### Texto de lectura
════════════════════

Parte del centro y de la derecha clásica optan en este contexto por un drástico giro a la derecha para acabar autoritariamente con las resistencias sociales y políticas con la única solución de que disponen: aplicar sin compasión ni concesiones los programas de reestructuración neoliberal, en la práctica, radicalizar el proceso económico, social, político y cultural de regresión civilizacional ya en curso. Parece que lo están haciendo por dos caminos más o menos simultáneos según los países: adaptando programáticamente y en la práctica gubernamental las políticas y prioridades de la nueva extrema derecha que ha emergido exitosamente con la crisis y el descontento, o aliándose con ella en acuerdos parlamentarios o gubernamentales. En ambos casos, el papel de la extrema derecha fascista, al conferir alguna base electoral y de masas a la radicalización de una derecha clásica en declive, hace que este acercamiento sea casi ineludible y permite prever la emergencia a corto o mediano plazo de regímenes autoritarios de nuevo tipo, tal vez las nuevas formas de un fascismo adaptado a las condiciones actuales. En realidad, solo la resistencia social y política, nacional e internacional, de las opiniones públicas y de las movilizaciones populares puede detener esta deriva fascista que se alimenta a sí misma con los éxitos que obtiene: el triunfo de Trump en los Estados Unidos anuncia tiempos difíciles para la democracia política y para las izquierdas socialistas y antifascistas en todo el mundo.
Una subversión política de este tenor, por su dimensión estructural e impacto social, requiere no solo la captura y reconfiguración autoritaria del Estado por ese frente de las derechas fascistas sino, sobre todo, para lograr imponerse, necesita la fabricación del consenso social que permita la aceptación, (activa o pasiva) del nuevo orden. Es decir, necesita conquistar la hegemonía ideológica, establecer una visión del mundo, un sistema de valores y representaciones que organice la adhesión o la sumisión. Y, como en el fascismo paradigmático, esto no se obtiene solo por la coerción, por la violencia represiva, exige la adecuada combinación de esta con la masiva regimentación del cumplimiento a todos los niveles de la vida social. Esta gigantesca ofensiva ideológica por parte de las derechas neoliberales y fascistas, esta guerra cultural contra la democracia, el socialismo y todas las expresiones del pensamiento emancipatorio está en marcha. Su virulencia y expansión son financiadas, equipadas y entrenadas por el asombroso poder de las multinacionales que controlan oligopolísticamente las nuevas tecnologías digitales y promueven con éxito, a través de las redes, sociales y no sólo, la manipulación algorítmica y el condicionamiento de los comportamientos, la explotación de los instintos primitivos, la mentira, la demagogia, la intimidación, el culto sin sentido del caudillo bufón e histriónico.

════════════════════

### Entradas de datos
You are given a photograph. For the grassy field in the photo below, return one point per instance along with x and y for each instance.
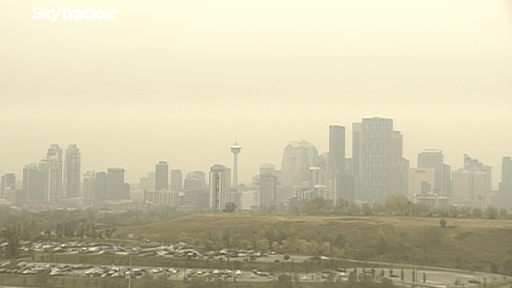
(472, 244)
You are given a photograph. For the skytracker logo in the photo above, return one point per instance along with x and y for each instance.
(65, 13)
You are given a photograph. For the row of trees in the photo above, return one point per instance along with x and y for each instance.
(396, 205)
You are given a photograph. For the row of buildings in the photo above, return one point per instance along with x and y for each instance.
(376, 170)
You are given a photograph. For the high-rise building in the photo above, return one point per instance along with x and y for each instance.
(151, 181)
(506, 182)
(89, 189)
(357, 158)
(469, 185)
(195, 180)
(219, 184)
(297, 158)
(176, 180)
(267, 187)
(376, 159)
(162, 176)
(336, 161)
(196, 194)
(33, 185)
(101, 186)
(8, 182)
(400, 166)
(421, 181)
(72, 172)
(470, 163)
(115, 184)
(235, 149)
(434, 159)
(51, 166)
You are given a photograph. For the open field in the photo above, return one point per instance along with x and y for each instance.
(472, 244)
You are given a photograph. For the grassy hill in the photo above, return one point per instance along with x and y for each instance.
(473, 244)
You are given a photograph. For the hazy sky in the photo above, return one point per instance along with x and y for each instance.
(181, 80)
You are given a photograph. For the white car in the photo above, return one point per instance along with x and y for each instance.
(305, 278)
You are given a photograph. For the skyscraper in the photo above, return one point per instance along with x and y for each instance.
(8, 182)
(400, 166)
(376, 163)
(470, 163)
(33, 187)
(51, 167)
(101, 185)
(115, 184)
(176, 180)
(235, 149)
(89, 189)
(297, 158)
(162, 176)
(434, 159)
(72, 172)
(219, 185)
(267, 187)
(336, 162)
(506, 182)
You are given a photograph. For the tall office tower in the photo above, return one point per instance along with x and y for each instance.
(89, 189)
(376, 159)
(176, 180)
(297, 158)
(400, 166)
(195, 180)
(196, 195)
(357, 132)
(72, 172)
(235, 149)
(32, 186)
(218, 187)
(115, 184)
(421, 181)
(470, 163)
(506, 182)
(100, 193)
(506, 172)
(336, 160)
(162, 176)
(8, 182)
(52, 167)
(127, 189)
(143, 183)
(469, 185)
(151, 181)
(267, 187)
(434, 159)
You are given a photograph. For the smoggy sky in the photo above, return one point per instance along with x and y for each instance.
(181, 80)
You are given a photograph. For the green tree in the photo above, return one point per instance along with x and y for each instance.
(230, 207)
(366, 209)
(491, 212)
(397, 204)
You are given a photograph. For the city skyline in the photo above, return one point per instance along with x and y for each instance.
(181, 81)
(247, 179)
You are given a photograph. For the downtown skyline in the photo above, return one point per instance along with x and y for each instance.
(181, 81)
(134, 172)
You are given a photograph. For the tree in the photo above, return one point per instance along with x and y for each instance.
(397, 204)
(230, 207)
(366, 209)
(476, 213)
(491, 212)
(12, 236)
(508, 267)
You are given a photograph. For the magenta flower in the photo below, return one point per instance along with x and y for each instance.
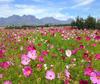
(7, 82)
(88, 71)
(41, 59)
(82, 46)
(83, 82)
(31, 47)
(75, 51)
(97, 56)
(68, 53)
(94, 45)
(67, 74)
(5, 65)
(88, 38)
(95, 77)
(97, 38)
(44, 53)
(50, 75)
(32, 54)
(1, 75)
(66, 81)
(25, 60)
(79, 38)
(27, 71)
(1, 54)
(39, 66)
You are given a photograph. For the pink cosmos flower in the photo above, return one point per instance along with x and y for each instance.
(83, 82)
(50, 75)
(5, 65)
(32, 54)
(7, 82)
(41, 59)
(39, 66)
(97, 56)
(95, 77)
(1, 54)
(86, 57)
(75, 51)
(79, 38)
(88, 38)
(1, 75)
(31, 47)
(68, 53)
(66, 81)
(44, 53)
(67, 74)
(82, 46)
(97, 38)
(27, 71)
(94, 45)
(25, 60)
(88, 71)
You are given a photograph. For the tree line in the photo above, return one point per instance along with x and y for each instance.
(88, 23)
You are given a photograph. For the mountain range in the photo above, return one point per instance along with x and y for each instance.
(31, 20)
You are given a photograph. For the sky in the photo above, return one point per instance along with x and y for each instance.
(59, 9)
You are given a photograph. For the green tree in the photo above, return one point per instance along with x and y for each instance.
(90, 22)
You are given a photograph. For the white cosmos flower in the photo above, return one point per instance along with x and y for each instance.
(68, 53)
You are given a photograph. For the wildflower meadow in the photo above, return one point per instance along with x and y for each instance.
(49, 56)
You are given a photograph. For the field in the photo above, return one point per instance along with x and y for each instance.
(49, 56)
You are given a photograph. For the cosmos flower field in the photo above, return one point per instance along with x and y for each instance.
(49, 56)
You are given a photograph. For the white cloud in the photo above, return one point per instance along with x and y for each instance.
(39, 12)
(5, 1)
(80, 3)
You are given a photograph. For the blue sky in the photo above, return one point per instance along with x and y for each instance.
(60, 9)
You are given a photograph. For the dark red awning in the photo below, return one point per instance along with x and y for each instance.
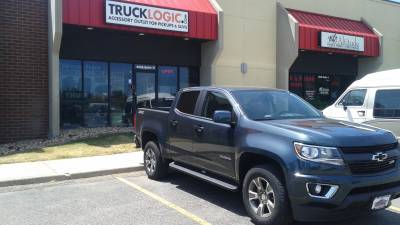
(202, 21)
(311, 24)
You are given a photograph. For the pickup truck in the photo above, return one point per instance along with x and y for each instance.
(288, 161)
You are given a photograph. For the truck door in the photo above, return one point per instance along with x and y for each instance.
(213, 143)
(181, 127)
(354, 106)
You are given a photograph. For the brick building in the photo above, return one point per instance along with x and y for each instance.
(23, 69)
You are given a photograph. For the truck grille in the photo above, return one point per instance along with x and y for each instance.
(369, 149)
(366, 167)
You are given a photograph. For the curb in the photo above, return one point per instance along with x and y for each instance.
(62, 177)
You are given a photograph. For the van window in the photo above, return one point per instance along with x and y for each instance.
(354, 98)
(387, 104)
(187, 101)
(215, 101)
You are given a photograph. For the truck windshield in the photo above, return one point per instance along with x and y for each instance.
(274, 105)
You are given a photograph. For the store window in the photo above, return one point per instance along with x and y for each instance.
(167, 85)
(71, 112)
(146, 89)
(183, 77)
(97, 93)
(120, 94)
(317, 89)
(387, 104)
(95, 80)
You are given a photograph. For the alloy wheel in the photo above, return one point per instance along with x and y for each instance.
(261, 197)
(150, 160)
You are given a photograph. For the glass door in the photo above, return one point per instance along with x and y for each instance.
(120, 94)
(145, 88)
(95, 80)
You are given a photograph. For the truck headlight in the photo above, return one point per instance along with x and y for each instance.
(329, 155)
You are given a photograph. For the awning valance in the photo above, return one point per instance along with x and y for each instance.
(324, 33)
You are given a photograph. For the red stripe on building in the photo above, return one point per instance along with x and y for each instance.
(203, 20)
(311, 24)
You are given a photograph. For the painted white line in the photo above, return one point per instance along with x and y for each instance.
(394, 208)
(165, 202)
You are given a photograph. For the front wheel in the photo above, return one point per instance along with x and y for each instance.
(265, 197)
(155, 166)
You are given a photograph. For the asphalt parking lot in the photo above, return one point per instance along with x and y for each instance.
(133, 199)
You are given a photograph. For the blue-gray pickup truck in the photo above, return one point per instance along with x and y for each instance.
(286, 158)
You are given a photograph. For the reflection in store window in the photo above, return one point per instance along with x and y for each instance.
(183, 77)
(96, 93)
(70, 93)
(319, 90)
(167, 85)
(146, 89)
(120, 94)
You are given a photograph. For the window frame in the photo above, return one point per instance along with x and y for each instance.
(374, 102)
(196, 103)
(338, 104)
(204, 99)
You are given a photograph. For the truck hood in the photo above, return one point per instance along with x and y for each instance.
(334, 132)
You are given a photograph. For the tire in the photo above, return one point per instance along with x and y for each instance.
(266, 207)
(155, 167)
(137, 143)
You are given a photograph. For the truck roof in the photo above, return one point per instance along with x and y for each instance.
(233, 88)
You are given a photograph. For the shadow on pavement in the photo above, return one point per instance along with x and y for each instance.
(232, 201)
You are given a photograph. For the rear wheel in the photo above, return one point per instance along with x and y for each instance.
(265, 197)
(155, 166)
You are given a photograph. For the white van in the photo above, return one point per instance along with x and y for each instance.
(374, 100)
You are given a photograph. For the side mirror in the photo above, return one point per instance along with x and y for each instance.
(344, 105)
(222, 116)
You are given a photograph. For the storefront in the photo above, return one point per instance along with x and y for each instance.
(90, 63)
(329, 50)
(327, 54)
(116, 56)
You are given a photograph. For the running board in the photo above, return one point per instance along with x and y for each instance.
(204, 177)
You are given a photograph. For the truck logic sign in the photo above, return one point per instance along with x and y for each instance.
(131, 14)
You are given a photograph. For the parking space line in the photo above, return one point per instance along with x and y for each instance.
(165, 202)
(394, 208)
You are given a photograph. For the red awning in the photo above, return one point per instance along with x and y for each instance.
(202, 18)
(312, 24)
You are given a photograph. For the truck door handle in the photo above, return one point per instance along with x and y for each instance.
(361, 113)
(198, 128)
(174, 123)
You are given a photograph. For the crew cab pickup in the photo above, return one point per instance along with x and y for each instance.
(286, 158)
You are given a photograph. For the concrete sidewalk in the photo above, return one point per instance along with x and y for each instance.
(64, 169)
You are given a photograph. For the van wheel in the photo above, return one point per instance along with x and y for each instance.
(155, 166)
(265, 197)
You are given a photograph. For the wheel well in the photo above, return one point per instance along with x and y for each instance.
(250, 160)
(148, 136)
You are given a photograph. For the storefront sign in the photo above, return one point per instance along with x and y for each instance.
(131, 14)
(145, 67)
(341, 41)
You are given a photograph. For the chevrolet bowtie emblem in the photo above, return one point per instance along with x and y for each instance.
(380, 156)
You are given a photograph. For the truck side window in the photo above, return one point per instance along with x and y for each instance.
(187, 101)
(387, 104)
(215, 101)
(354, 98)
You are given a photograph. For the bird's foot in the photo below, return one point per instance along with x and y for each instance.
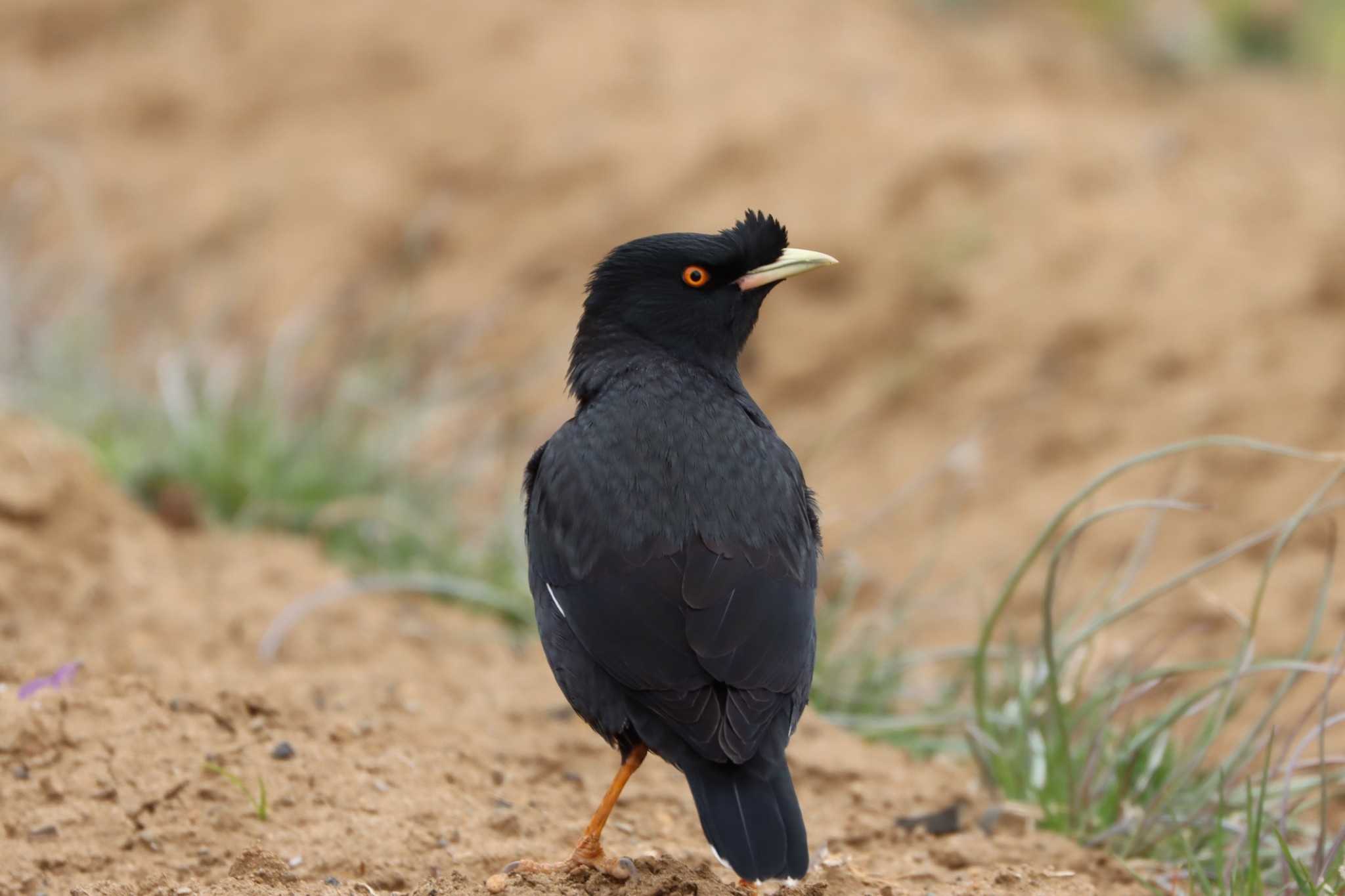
(588, 853)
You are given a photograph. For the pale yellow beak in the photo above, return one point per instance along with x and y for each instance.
(790, 264)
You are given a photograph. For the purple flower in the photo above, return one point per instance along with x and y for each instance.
(57, 679)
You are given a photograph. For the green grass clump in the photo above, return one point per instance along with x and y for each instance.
(1122, 756)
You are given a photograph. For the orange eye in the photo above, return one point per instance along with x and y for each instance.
(695, 276)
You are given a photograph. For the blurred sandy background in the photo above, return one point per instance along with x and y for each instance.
(1070, 233)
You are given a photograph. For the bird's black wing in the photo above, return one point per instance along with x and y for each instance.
(713, 637)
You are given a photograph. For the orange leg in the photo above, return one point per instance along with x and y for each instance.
(590, 849)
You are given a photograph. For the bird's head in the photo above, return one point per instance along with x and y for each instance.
(693, 296)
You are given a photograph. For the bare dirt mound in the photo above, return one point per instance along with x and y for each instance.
(1049, 258)
(424, 747)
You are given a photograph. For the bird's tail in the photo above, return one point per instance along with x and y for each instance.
(751, 816)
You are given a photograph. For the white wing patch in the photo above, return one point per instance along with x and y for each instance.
(558, 608)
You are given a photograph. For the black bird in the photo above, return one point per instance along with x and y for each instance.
(673, 543)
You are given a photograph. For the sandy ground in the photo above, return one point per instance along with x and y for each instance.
(430, 747)
(1049, 261)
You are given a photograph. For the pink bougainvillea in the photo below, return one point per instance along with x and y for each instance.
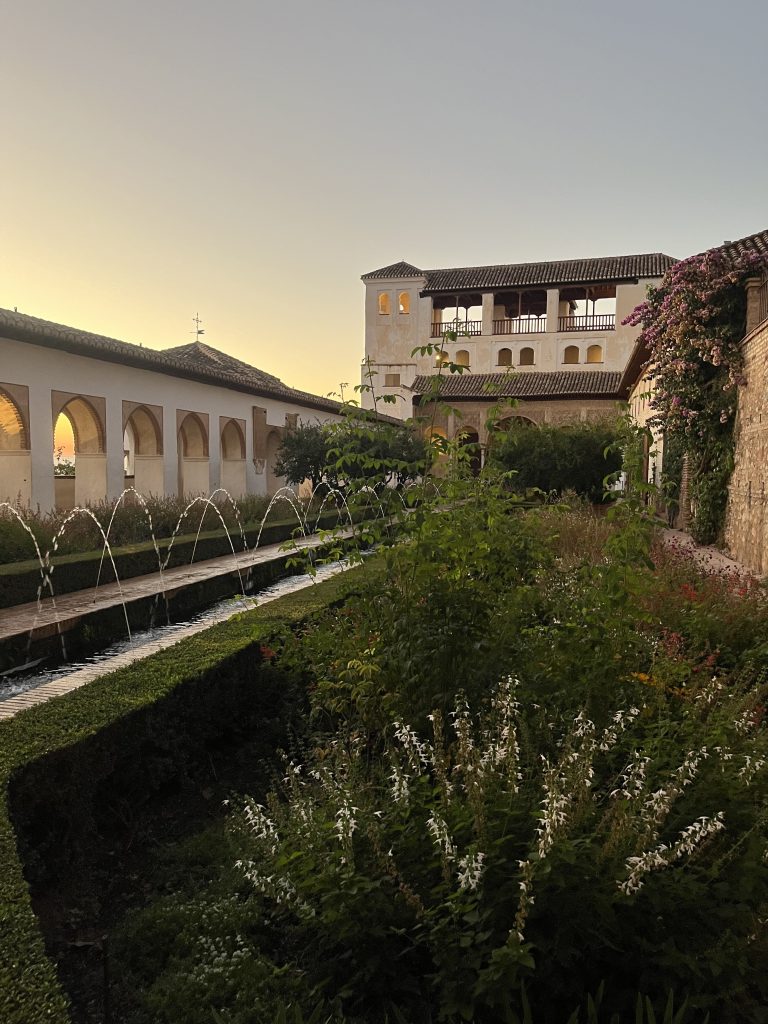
(692, 326)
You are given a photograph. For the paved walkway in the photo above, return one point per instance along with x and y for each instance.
(52, 613)
(709, 557)
(167, 638)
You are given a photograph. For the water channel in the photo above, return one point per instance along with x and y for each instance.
(141, 644)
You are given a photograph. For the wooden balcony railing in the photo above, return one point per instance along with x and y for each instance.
(595, 322)
(460, 327)
(521, 325)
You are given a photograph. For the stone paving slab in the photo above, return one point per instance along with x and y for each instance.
(707, 556)
(23, 619)
(66, 684)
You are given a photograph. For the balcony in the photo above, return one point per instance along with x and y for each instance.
(531, 325)
(592, 322)
(462, 328)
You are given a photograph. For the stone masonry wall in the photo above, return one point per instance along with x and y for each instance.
(747, 520)
(472, 415)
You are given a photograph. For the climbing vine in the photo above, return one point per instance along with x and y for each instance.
(692, 326)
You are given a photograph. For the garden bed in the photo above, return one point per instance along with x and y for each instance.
(76, 772)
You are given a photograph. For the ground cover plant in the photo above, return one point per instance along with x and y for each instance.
(532, 787)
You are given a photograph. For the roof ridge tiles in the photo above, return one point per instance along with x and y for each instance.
(24, 327)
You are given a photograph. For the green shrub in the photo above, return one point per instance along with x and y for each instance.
(558, 459)
(66, 765)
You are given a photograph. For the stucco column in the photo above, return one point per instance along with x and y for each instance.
(553, 309)
(170, 451)
(114, 440)
(487, 312)
(753, 286)
(41, 442)
(214, 454)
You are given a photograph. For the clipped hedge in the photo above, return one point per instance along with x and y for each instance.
(19, 581)
(137, 725)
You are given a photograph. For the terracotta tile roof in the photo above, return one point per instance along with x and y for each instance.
(194, 361)
(757, 244)
(201, 356)
(400, 269)
(537, 385)
(579, 271)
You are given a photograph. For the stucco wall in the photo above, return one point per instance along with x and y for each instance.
(15, 477)
(44, 371)
(473, 415)
(747, 520)
(390, 339)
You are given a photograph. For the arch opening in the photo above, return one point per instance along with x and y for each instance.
(12, 430)
(470, 439)
(232, 441)
(570, 354)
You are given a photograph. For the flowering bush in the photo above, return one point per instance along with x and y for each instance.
(514, 850)
(692, 325)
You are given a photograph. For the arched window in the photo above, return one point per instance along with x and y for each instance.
(142, 429)
(570, 354)
(194, 437)
(82, 425)
(232, 441)
(12, 433)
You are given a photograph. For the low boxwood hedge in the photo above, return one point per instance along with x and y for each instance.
(19, 581)
(61, 760)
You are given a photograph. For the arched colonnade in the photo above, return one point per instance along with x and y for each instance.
(85, 462)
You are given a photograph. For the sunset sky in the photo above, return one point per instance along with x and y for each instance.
(249, 161)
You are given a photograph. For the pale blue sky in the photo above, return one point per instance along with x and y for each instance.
(250, 161)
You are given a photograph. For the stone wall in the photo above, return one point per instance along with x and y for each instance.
(472, 415)
(747, 520)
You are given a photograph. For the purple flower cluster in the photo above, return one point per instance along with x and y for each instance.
(692, 325)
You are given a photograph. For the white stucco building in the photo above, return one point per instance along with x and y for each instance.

════════════════════

### Tarea
Reescriba en forma de lista el párrafo del texto de lectura que comienza con «Una subversión política de este tenor» y conserve sus datos principales.

### Respuesta
- Por su dimensión estructural e impacto social, una subversión política de este tipo exige que el frente de las derechas fascistas capture y reconfigure autoritariamente el Estado.
- Sobre todo, necesita fabricar un consenso social que permita la aceptación, activa o pasiva, del nuevo orden.
- Para ello debe conquistar la hegemonía ideológica, es decir, establecer una visión del mundo y un sistema de valores y representaciones que organice la adhesión o la sumisión.
- Como en el fascismo paradigmático, esto no se obtiene solo mediante la coerción y la violencia represiva. Exige combinarlas con una regimentación masiva del cumplimiento en todos los niveles de la vida social.
- Ya está en marcha una ofensiva ideológica de las derechas neoliberales y fascistas. Se trata de una guerra cultural contra la democracia, el socialismo y todas las expresiones del pensamiento emancipatorio.
- Su virulencia y expansión son financiadas, equipadas y entrenadas por las multinacionales que controlan oligopolísticamente las nuevas tecnologías digitales.
- A través de las redes sociales y de otros medios, estas multinacionales promueven la manipulación algorítmica y el condicionamiento de los comportamientos. También promueven la explotación de los instintos primitivos, la mentira, la demagogia, la intimidación y el culto al caudillo bufón e histriónico.